** ASSIGNMENT **
Reproduce every entry that follows word for word, but omit the images.

##### RECORDED INFORMATION

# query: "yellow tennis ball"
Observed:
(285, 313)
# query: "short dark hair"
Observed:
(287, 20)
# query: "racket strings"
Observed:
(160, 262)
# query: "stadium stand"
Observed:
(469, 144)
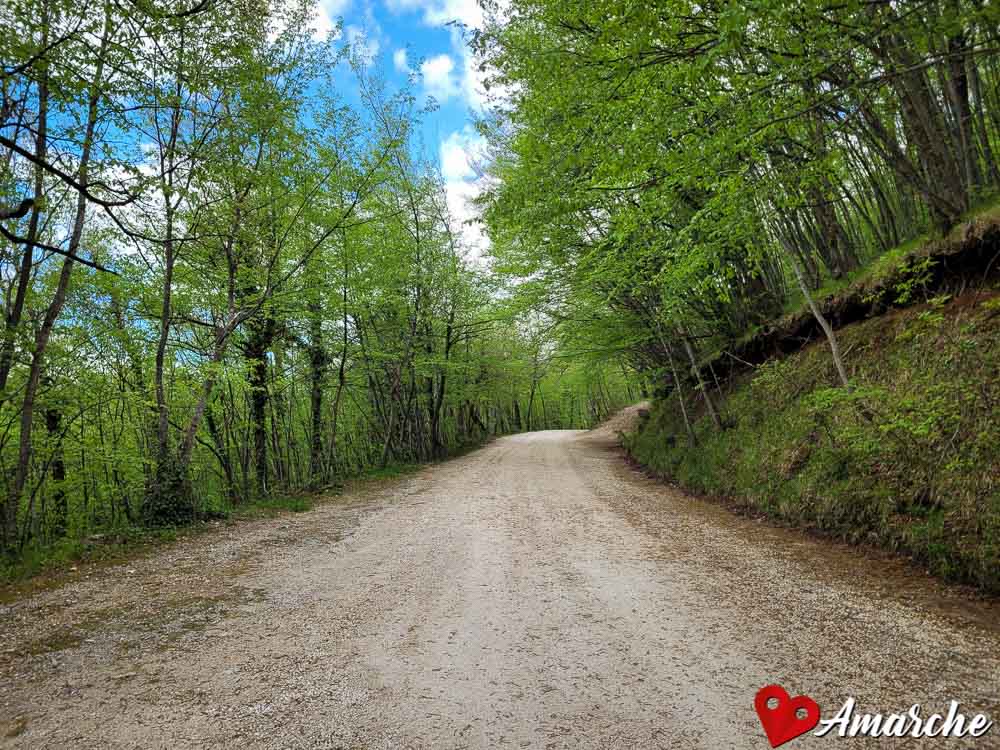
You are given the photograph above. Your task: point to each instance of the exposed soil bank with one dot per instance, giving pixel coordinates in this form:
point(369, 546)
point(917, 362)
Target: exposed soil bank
point(969, 257)
point(908, 461)
point(535, 593)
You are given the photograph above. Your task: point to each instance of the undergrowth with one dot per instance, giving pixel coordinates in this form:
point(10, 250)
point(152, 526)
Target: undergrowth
point(908, 460)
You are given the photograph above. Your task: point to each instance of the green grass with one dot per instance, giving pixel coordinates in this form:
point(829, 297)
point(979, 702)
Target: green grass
point(908, 461)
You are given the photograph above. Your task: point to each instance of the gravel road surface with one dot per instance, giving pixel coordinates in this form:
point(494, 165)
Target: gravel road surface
point(535, 593)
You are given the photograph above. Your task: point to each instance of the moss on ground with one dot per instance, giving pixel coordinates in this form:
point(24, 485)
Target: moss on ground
point(909, 460)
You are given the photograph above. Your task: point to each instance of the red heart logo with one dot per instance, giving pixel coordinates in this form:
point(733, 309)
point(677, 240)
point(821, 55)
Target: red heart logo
point(782, 723)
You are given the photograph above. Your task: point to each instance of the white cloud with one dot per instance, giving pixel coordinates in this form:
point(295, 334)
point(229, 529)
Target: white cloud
point(399, 61)
point(325, 15)
point(440, 12)
point(460, 153)
point(438, 74)
point(364, 43)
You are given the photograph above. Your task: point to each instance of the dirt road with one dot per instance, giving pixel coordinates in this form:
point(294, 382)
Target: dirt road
point(535, 593)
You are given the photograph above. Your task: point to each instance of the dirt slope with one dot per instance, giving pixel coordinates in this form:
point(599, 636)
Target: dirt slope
point(535, 593)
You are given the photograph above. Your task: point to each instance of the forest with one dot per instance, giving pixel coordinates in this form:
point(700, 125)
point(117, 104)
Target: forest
point(226, 282)
point(223, 283)
point(678, 182)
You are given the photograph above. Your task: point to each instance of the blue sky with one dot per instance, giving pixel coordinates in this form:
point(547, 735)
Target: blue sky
point(418, 39)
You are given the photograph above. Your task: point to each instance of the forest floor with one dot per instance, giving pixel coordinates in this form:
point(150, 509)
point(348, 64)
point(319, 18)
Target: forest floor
point(537, 592)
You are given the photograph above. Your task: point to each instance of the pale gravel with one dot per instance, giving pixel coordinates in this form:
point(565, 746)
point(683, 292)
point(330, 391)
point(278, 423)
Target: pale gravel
point(535, 593)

##########

** OUTPUT FOR THIS EXERCISE **
# query: "yellow tennis ball"
Observed:
(285, 313)
# query: "short dark hair"
Observed:
(287, 20)
# query: "racket strings"
Observed:
(160, 262)
# query: "stadium stand"
Observed:
(469, 144)
You are given the photograph above. Your task: point to each instance of the exposed soil bank with one dot per instance, giving pixel coordinates in this form:
point(369, 546)
point(917, 362)
Target: exposed soil bank
point(969, 257)
point(908, 461)
point(535, 593)
You are given the photograph above. Your task: point to each instance of the undergrowth with one dot per instance, giving pixel coordinates in this form:
point(10, 250)
point(152, 526)
Target: undergrowth
point(908, 460)
You are given the photograph above. Your task: point to each instance of the green grass with one dot per instance, giving pixel coordinates in this form:
point(829, 297)
point(979, 702)
Target: green grass
point(908, 461)
You are given the photograph above. Your task: point to each instance of the gravel road surface with one dot per instance, giving pixel coordinates in this form:
point(494, 165)
Target: gravel road surface
point(535, 593)
You are given the photograph above. Your task: point to each instance of the moss on ground with one dot per instance, giving pixel coordinates in this form:
point(24, 485)
Target: moss on ground
point(909, 460)
You are given the photograph above. Your task: point to each instance of the red heart logo with one dot per instance, giving pixel coordinates in this form:
point(733, 309)
point(677, 240)
point(821, 55)
Target: red heart logo
point(782, 723)
You are given the photograph above. Your task: point to each instance of the white cloud with one dot per instance, giving pixel coordinates in this form:
point(295, 334)
point(229, 529)
Target: white cloud
point(399, 61)
point(325, 15)
point(440, 12)
point(460, 153)
point(438, 74)
point(364, 43)
You are given the photograph above. Your task: point to each instance of the dirt road with one dot per instance, giving pixel coordinates in this form:
point(294, 382)
Target: dirt road
point(535, 593)
You are given the photograph above. Your task: point to each instance of the dirt slope with one dot per instance, giving pixel coordinates in this form:
point(599, 636)
Target: dirt slope
point(535, 593)
You are given the photograph above. Your task: point to each instance of the forest with one dot per instance, giving pixel coordinates in this form:
point(700, 125)
point(117, 104)
Target: forest
point(226, 282)
point(223, 283)
point(678, 182)
You are given the photograph above. Your task: point to each instance of the blue sky with one dot per instance, giving pixel coordinates in this form:
point(547, 735)
Target: blue sky
point(418, 39)
You are given the photograph above. Your task: point to each instance of the forest floor with one dot per instance, giving pixel coordinates in this form:
point(150, 509)
point(348, 64)
point(319, 18)
Target: forest floor
point(537, 592)
You are given the photograph above. Your task: point to each instance of the pale gravel with one dot per instance, giving pixel coordinates in this form:
point(565, 746)
point(683, 292)
point(330, 391)
point(278, 423)
Target: pale gravel
point(535, 593)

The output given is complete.